What needs to be done :: Repeat the entire listing exactly as written.

Data for analysis ::
----
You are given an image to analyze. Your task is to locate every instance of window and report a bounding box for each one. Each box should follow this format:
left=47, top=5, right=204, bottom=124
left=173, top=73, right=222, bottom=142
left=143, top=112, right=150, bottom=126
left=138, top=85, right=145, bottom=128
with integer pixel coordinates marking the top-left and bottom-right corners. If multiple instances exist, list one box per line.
----
Output below ::
You are given an image to analyze. Your task is to locate every instance of window and report a bounding box for each one. Each box should follow this format:
left=47, top=5, right=204, bottom=124
left=173, top=73, right=222, bottom=142
left=143, top=112, right=150, bottom=126
left=138, top=85, right=145, bottom=128
with integer pixel coordinates marking the top-left and bottom-right corners. If multiple instances exist, list one box per line.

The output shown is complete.